• **THINGS TO DO**:
1) According to the forum thread about musicians on classical CDs, which country's audience does Sid James describe as conservative?
2) Copy the stretch of the entries from the line containing "Where can the sneaker" through the end of the entries, swapping "sneaker" for "running shoe" and changing nothing else.

• **ARTICLE**:

• • • • •

# Do you pay attention to who the musician is on the cd?



## Manok

Just curious, but, I've never been one to be that picky about the classical music cd I get, I'll happily buy something from some unkown or Askenazy(sp?) or whoever. As long as the notes are played right I don't really care that much. What about you?


----------



## Dodecaplex

Compare this to this and the answer becomes obvious.


----------



## Krummhorn

It matters a lot to me ... there is much more to music than just playing all the right notes. A robot can play all the right notes - but music played from the heart and soul of the performer is much more pleasing to our ears.


----------



## StlukesguildOhio

Individual interpretations can make all the difference in the world. Not only are there good, bad, and truly magnificent performances... but there are also performances of equal merit that are vastly different from each other.


----------



## Iforgotmypassword

I very rarely pay attention to the individual musicians, I'm more interested in the actual composition and the interpretation itself. I do look into different renditions of a piece when considering which recording to purchase however.


----------



## Dodecaplex

Iforgotmypassword said:


> I very rarely pay attention to *the individual musicians*, I'm more interested in the actual composition and *the interpretation itself*.


But isn't the interpretation being done by the individual musicians themselves? And if a certain musician makes consistently high-quality recordings, wouldn't their interpretation be much more likely to be superior to someone else's?


----------



## Sid James

I usually flex myself to what a performer is doing, be it on disc or live. I go to performances ranging from amateur, semi-professional, professional and combinations of them all. I just aim to be flexible when listening to what they do. Of course, "world class" is going to be of a very high level, but frankly, I'd rather go to see some of our lesser known local musicians here play interesting repertoire, a combination of old and new, rather than the tired old lists of warhorses that "world class" musicians trot out when they come to play here. Of course, this has something to do with the inherent conservatism with some aspects of the Australian audience rather than what these world jet-setting musicians want to do here or not. If that audience wants Rach 2 or 3 and won't have a bar of 1 or 4, then naturally they'll get 2 or 3 year in year out.

So basically I'd have a few mistakes and bloopers or whatever in a performance of an interesting work than a perfect performance of some warhorse that I've heard like a zillion times and I can hear every year several times if I want. Some are interested in the singer not the song, I'm more interested in the song, definitely. I trust our highly skilled and trained musicians to deliver what they think is appropriate for each individual piece.

• • • • •

(Entries from a pointing dataset)

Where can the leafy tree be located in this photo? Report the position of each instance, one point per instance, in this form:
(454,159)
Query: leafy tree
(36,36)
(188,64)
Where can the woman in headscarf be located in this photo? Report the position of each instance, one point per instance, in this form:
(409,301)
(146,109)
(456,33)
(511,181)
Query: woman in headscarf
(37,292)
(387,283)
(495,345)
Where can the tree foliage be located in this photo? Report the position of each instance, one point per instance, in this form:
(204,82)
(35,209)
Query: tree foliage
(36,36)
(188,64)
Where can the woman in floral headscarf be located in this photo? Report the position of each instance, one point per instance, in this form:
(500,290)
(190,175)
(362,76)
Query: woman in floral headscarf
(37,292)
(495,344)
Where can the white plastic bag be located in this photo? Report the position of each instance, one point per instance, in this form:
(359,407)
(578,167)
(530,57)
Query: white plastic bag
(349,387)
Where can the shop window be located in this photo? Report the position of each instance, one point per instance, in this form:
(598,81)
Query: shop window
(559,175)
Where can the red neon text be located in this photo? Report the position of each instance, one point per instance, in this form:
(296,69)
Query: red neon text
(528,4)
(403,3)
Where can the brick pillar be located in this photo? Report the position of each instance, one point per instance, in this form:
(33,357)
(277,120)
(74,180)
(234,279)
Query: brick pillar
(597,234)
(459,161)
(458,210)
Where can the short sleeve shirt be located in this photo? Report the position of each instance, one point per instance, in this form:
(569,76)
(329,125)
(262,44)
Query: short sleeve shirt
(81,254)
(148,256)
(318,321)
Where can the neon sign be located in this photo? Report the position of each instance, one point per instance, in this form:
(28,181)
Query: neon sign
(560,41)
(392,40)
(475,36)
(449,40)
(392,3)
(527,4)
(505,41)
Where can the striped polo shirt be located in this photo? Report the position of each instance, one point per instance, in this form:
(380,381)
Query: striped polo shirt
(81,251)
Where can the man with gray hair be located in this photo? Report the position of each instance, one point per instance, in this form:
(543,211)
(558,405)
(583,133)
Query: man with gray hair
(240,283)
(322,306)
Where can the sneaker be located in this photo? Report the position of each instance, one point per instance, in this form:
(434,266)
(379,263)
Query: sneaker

• • • • •

• **ANSWERS TO THE PROBLEMS**:
1) The Australian audience.

2)
Where can the running shoe be located in this photo? Report the position of each instance, one point per instance, in this form:
(434,266)
(379,263)
Query: running shoe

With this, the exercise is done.